**STATED EXERCISE A**
According to the property operations remarks, why does the portfolio suit the destination tenants described? Answer in one to three sentences.
**STATED EXERCISE B**
Which mainstay destination tenant sectors do the property operations remarks say continue to expand?
**STATED EXERCISE C**
Carry the property operations remarks forward from their final sentence.

**TEXT SECTION**
==============================

Now I'll turn the call over to Rich Schoebel, our COO, to discuss property operations. Rich?
Thanks, Mike. As Stuart highlighted, demand for space across our portfolio is strong, coming from both existing and prospective tenants. In terms of prospective tenants, there's no shortage of demand coming from a broad range of destination tenants especially new children enrichment concepts, most notably academic, robotic and exercise themed concepts. Additionally, mainstay destination tenants in the fitness, self-care and wellness sectors continue to expand along with restaurants, including traditional restaurants as well as new digital kitchen only concepts.
There are two common themes amongst these diverse tenants. First, they are strategically seeking to expand only in select very specific markets on the West Coast, markets where we have a strong established presence. And second, they are seeking to lease space in necessity centric shopping centers that are well situated in highly protected mature communities, which again is exactly what our portfolio offers. From our perspective, these diverse destination tenants serve as a natural value-add complement to the grocery-anchored daily necessity focus of our portfolio and business.

==============================

**COLLECTED MATERIAL**
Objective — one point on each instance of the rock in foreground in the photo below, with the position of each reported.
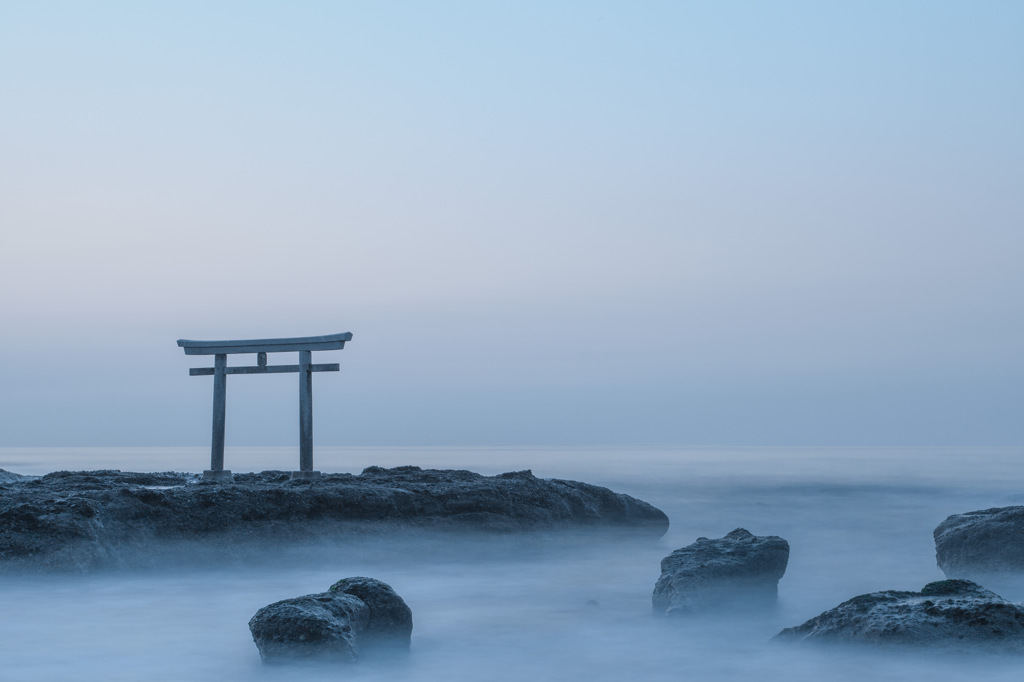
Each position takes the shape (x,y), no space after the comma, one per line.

==============================

**WRITTEN ANSWER A**
These tenants want to expand only in select West Coast markets where the company already has a strong established presence. They also want space in necessity-centric shopping centers in highly protected, mature communities, which is what the portfolio offers.

**WRITTEN ANSWER B**
Fitness, self-care and wellness, along with restaurants.

**WRITTEN ANSWER C**
As Stuart commented, we continue to make the most of the demand. During the second quarter, we leased 393,000 square feet, which is the second most active second quarter on record for the company. Breaking the 393,000 square feet down, we signed 40 new leases totaling 117,000 square feet, achieving a 12% increase in same-space base rent, as Stuart highlighted. Additionally, we renewed 276,000 square feet of valued tenant achieving a 6% increase in base rent, notwithstanding the bulk of the renewals being tenants that exercised long-standing fixed renewal options, many of which did so early.
In step with our second quarter strong leasing activity, our portfolio lease rate increased to 97% as of June 30. Breaking that down between shop and anchor space, our shop space was 96% leased and our anchor space was 98% leased. In terms of getting new tenants open, we had another successful active quarter, specifically, tenants representing upwards $2 million of incremental annual base rent on a cash basis open their businesses and commenced paying rent during the second quarter.
Additionally, in step with our strong leasing activity, new leases signed during the second quarter added over $2.5 million of incremental annual base rent bringing our total incremental rent from new leases that haven't commenced yet to approximately $7.3 million as of June 30.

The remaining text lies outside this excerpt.